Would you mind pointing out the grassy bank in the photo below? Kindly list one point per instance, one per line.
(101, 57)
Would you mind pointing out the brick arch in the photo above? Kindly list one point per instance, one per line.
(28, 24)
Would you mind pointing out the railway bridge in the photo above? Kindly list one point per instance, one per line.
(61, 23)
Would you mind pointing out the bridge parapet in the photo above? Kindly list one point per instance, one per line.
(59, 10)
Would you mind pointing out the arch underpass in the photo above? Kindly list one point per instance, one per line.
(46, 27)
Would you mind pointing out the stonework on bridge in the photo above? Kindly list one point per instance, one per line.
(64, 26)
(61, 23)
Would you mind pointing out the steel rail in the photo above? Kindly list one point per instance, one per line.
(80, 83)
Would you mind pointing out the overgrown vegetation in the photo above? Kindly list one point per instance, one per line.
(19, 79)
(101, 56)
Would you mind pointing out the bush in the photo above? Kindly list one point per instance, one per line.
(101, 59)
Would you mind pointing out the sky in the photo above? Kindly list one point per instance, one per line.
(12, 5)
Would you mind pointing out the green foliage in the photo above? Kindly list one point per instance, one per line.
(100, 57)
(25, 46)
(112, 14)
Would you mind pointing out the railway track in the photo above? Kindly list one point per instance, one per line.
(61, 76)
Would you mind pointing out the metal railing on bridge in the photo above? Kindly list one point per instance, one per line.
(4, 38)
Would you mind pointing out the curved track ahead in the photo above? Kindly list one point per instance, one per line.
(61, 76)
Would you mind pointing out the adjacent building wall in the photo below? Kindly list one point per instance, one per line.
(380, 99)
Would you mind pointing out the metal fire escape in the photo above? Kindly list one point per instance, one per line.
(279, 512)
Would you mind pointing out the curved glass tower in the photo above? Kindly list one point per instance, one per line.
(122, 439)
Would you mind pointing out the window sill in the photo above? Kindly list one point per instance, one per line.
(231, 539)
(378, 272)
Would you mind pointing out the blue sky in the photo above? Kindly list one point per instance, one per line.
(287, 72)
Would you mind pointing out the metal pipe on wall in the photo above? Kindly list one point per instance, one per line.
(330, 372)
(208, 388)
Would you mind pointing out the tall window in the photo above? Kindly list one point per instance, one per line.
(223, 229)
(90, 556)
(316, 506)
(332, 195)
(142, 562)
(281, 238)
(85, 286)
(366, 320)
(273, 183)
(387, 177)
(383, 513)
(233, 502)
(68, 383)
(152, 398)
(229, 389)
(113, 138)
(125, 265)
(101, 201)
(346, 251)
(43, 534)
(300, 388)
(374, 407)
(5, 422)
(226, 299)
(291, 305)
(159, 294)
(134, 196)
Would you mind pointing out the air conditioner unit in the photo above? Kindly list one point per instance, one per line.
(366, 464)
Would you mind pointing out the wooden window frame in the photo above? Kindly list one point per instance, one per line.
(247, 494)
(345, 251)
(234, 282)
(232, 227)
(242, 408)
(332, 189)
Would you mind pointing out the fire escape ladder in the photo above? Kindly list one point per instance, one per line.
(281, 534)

________________________________________

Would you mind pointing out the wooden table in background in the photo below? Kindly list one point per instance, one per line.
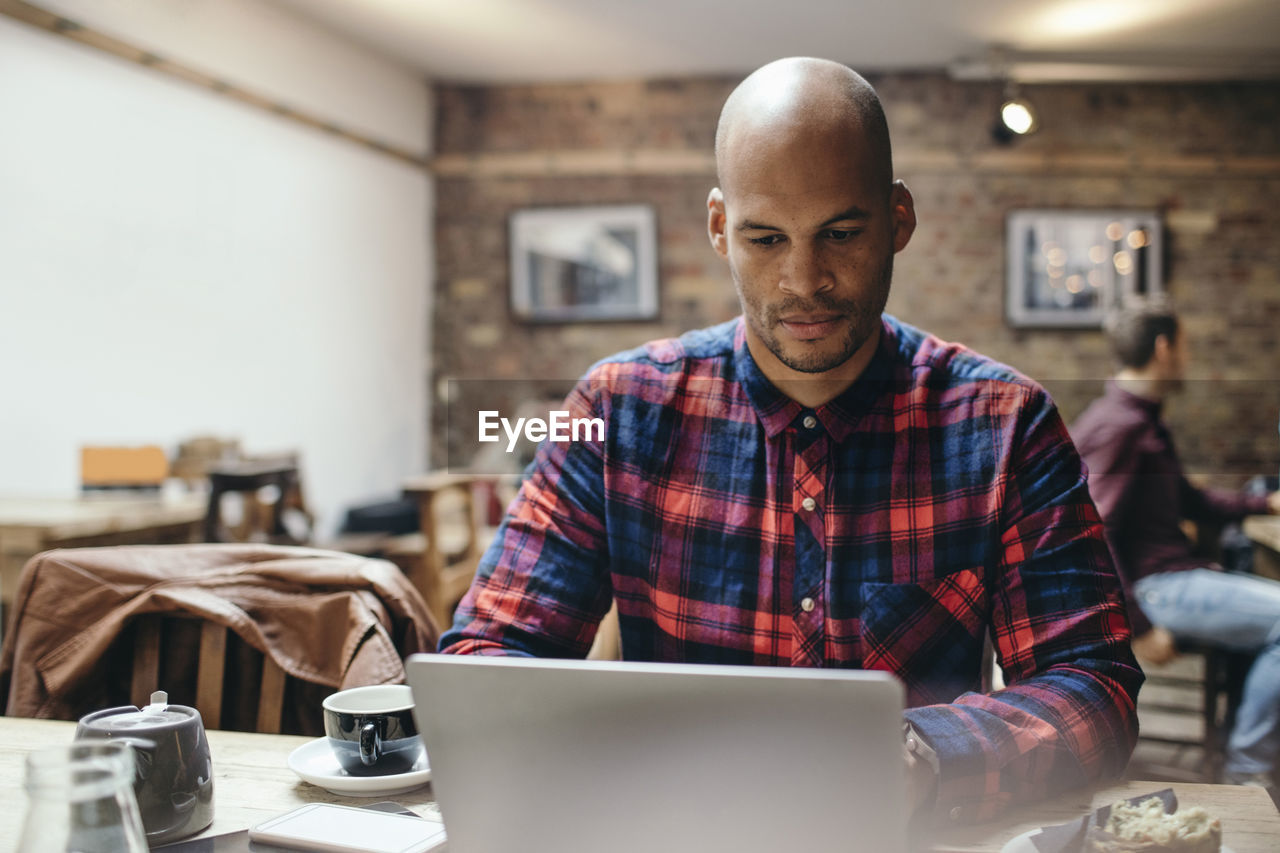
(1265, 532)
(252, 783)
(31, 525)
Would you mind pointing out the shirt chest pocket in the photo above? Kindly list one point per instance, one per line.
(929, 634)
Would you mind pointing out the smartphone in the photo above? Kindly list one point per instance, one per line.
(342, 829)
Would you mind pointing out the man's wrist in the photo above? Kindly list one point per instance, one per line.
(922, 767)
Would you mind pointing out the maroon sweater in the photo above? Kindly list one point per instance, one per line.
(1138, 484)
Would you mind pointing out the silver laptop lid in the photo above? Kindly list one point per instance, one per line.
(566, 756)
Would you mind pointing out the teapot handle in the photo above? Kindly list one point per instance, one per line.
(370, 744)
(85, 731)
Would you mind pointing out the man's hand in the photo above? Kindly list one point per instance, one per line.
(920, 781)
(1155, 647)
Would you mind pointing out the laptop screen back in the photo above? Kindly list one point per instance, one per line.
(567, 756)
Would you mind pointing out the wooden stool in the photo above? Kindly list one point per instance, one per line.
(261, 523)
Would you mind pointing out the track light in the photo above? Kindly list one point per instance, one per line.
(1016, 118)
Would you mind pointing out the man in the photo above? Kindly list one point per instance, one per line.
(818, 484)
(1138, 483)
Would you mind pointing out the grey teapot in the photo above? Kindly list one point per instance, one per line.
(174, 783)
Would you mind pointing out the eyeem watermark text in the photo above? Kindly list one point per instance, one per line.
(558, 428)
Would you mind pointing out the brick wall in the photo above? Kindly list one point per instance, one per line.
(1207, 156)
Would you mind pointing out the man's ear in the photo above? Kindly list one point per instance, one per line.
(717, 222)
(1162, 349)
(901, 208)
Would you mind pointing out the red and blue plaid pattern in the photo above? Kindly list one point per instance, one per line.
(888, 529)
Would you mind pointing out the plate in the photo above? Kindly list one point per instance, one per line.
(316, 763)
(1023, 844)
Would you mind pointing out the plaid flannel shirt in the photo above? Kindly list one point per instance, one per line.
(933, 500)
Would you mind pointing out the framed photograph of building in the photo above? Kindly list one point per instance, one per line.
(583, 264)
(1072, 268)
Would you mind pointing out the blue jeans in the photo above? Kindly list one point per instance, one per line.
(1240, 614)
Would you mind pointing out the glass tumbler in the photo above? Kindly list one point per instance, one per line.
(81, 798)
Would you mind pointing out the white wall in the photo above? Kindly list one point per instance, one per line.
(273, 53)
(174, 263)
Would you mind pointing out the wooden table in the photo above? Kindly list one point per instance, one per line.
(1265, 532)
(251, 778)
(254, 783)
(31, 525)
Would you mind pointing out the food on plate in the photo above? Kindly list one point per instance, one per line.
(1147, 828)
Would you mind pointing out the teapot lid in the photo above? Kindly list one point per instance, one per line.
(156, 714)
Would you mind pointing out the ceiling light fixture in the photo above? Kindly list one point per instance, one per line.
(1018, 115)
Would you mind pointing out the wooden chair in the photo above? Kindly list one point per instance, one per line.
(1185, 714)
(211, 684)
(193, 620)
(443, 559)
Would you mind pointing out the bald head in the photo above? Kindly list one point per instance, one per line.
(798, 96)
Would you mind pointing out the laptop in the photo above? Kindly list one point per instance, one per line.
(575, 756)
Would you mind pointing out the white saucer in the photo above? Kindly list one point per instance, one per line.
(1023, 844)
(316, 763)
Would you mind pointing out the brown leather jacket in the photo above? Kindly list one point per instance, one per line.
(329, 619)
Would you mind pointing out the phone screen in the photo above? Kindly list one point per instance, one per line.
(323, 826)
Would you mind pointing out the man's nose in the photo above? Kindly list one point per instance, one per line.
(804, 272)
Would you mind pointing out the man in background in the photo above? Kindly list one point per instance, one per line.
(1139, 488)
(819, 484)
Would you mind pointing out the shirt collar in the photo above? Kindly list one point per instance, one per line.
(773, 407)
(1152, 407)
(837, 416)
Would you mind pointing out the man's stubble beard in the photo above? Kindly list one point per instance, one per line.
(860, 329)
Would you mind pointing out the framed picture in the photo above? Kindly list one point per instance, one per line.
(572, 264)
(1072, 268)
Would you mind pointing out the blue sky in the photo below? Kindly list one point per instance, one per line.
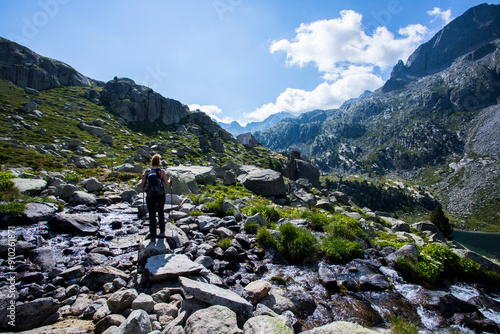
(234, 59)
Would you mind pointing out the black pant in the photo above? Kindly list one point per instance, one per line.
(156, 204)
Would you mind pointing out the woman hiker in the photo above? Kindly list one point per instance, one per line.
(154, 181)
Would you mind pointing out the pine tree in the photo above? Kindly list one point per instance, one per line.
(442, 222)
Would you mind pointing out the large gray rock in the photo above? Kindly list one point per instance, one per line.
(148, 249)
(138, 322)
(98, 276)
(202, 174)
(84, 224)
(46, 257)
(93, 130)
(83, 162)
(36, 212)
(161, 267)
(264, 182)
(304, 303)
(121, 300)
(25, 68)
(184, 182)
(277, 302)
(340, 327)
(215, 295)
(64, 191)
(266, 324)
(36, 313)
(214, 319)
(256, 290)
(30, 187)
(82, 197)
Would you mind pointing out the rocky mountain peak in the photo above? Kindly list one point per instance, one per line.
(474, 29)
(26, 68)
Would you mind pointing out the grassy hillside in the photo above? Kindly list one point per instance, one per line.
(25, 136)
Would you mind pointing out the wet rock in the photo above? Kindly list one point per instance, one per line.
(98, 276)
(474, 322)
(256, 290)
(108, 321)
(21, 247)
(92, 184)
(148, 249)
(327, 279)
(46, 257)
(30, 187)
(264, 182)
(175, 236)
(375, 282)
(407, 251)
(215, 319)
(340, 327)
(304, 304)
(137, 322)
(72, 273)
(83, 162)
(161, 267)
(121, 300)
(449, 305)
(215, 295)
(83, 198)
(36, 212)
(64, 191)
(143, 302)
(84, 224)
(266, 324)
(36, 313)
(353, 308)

________________________________________

▸ Problem description: Update the part that opens with the line containing "Would you mind pointing out the man's wrist" and closes with the line containing "(1138, 484)", replacing "maroon sweater" with "red sweater" and keeping everything else the same. Give only those lines.

▸ Solution to this task:
Would you mind pointing out the man's wrist in the photo above? Kindly list one point per instance, one per line.
(922, 767)
Would you mind pointing out the red sweater in the photo above? Kindly list one point per instance, one per line.
(1138, 484)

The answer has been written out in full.